Italian Supreme Court of Cassation, Criminal Section VI, No. 43646/2011, 22 June 2011
Thematic areas
President
Country
Rapporteur
Abstract
Recourse against conviction for complicity in the abusive practice of a medical profession. Ritual circumcision of the minor son of the defendant, of Nigerian origin. Ignorance of the medical nature of ritual circumcision due to its widespread use in the agent's culture.
Normative references
Artt. 2, 25 Italian Law n. 101/1989
Art. 50 Italian criminal code
Art. 5 Italian criminal code
Art. 348 Italian criminal code
Ruling
1. Ritual circumcision performed by Jews on a newborn child must – also in accordance with articles 2 and 25 of the Italian Law No. 101/1989 (implementing the 1987 agreement between the State and the Union of Italian Jewish Communities), which enshrine the right to profess and practise the Jewish religion – be considered not to be in contrast with our legal system, and has a preeminent religious value overriding the medical one. With the effect that the mohel (the person entrusted by the father of the newborn child to perform the circumcision in the Jewish communities: usually a doctor or anyway a person specialised in the practice of circumcision and linked rituals) could never incur in the offence of abusive exercise of the medical profession and his conduct, which objectively integrates the offence of personal injury, if it does not determine an appreciable permanent injury and does not show signs of negligence, imprudence or malpractice is excused by the consent of the entitled person (art. 50 of the Italian Criminal Code), validly and effectively given by the parents of the newborn child for the performance of an act that is one of those acts of disposition of one’s own body permitted by article 5 of the Italian Civil Code.

REQUIRED WORK
**A)** According to the ruling, why could the mohel never commit the offense of abusive exercise of the medical profession? Answer in one to three sentences.
**B)** Print the passage of the ruling starting with "Italian Supreme Court" and going on through "the agent's culture.".

GIVEN RECORDS
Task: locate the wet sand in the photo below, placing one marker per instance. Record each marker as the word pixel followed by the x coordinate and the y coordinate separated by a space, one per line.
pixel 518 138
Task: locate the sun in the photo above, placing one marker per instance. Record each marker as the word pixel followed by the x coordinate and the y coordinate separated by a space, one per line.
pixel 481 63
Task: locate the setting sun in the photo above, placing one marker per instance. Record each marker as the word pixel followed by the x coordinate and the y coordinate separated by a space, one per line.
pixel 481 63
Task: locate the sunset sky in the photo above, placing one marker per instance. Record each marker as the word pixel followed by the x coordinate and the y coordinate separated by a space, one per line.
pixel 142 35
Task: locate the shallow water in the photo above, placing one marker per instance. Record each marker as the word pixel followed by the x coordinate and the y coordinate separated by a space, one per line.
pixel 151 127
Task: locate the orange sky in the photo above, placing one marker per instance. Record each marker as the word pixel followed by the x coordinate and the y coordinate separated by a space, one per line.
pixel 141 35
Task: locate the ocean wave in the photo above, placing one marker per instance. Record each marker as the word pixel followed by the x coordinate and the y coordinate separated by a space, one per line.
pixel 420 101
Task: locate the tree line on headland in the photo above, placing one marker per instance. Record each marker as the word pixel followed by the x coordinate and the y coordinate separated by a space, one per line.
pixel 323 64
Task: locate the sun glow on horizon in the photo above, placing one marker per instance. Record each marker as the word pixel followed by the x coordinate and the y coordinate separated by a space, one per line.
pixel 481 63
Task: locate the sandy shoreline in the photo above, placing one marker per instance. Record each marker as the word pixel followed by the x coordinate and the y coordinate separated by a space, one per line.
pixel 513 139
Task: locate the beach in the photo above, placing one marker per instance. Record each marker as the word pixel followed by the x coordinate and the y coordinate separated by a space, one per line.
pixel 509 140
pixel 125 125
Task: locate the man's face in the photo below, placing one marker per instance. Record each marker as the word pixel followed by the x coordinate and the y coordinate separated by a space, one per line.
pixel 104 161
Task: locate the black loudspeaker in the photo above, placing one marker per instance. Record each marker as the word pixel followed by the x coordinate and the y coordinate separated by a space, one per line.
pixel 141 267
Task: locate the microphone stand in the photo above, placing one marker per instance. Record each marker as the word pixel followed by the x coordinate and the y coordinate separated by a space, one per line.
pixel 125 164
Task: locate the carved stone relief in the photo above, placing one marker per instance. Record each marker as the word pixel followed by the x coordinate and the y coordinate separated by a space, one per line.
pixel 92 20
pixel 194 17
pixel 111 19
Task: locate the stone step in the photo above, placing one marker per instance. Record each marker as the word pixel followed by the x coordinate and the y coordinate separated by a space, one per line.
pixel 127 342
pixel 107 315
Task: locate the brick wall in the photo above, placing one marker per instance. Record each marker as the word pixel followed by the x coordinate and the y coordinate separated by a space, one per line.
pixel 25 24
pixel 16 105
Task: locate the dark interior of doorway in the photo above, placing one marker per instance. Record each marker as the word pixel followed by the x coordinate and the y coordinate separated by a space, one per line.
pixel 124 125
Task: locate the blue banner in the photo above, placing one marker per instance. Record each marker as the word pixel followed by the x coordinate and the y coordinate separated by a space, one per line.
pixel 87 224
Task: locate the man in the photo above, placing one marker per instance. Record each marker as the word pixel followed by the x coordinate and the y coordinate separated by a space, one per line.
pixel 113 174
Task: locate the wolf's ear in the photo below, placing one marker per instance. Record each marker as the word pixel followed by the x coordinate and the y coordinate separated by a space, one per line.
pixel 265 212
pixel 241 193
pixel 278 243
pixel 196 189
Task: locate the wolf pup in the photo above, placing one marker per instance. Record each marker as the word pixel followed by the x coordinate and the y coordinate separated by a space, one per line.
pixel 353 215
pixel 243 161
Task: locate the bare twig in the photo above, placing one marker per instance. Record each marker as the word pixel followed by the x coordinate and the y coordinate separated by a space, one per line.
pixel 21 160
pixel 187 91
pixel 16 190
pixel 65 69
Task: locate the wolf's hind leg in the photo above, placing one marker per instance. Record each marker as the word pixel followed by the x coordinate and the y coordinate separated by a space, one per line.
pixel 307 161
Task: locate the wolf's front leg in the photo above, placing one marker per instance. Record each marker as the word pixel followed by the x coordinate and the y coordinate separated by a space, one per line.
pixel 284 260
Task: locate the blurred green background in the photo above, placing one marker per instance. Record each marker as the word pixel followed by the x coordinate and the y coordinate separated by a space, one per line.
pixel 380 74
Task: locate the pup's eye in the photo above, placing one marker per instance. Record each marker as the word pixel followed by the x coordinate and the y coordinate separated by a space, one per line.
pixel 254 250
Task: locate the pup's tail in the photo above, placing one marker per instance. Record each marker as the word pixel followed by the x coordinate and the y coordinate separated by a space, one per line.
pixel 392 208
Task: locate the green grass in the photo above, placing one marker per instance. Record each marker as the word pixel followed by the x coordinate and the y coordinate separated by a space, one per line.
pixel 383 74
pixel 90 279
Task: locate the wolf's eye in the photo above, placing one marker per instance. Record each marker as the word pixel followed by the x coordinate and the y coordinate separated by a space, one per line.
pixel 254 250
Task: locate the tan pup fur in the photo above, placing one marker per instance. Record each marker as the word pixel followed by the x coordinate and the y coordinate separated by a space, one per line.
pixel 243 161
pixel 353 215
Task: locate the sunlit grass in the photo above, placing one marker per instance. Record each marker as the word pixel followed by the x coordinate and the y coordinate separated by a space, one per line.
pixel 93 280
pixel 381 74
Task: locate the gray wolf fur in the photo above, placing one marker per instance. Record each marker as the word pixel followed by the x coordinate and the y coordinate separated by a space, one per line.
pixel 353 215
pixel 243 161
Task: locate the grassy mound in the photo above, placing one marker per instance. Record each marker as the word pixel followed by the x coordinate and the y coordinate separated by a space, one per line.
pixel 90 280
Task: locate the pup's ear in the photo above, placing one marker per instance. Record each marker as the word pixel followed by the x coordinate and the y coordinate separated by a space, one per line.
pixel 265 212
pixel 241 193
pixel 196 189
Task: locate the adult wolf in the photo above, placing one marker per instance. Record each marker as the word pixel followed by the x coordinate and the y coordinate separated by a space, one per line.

RESULTS BY TASK
**A)** Ritual circumcision performed by Jews on a newborn child is considered not to be in contrast with the Italian legal system. This follows articles 2 and 25 of Italian Law No. 101/1989, which enshrine the right to profess and practise the Jewish religion. The practice also has a preeminent religious value that overrides the medical one.

**B)**
Italian Supreme Court of Cassation, Criminal Section VI, No. 43646/2011, 22 June 2011
Thematic areas
President
Country
Rapporteur
Abstract
Recourse against conviction for complicity in the abusive practice of a medical profession. Ritual circumcision of the minor son of the defendant, of Nigerian origin. Ignorance of the medical nature of ritual circumcision due to its widespread use in the agent's culture.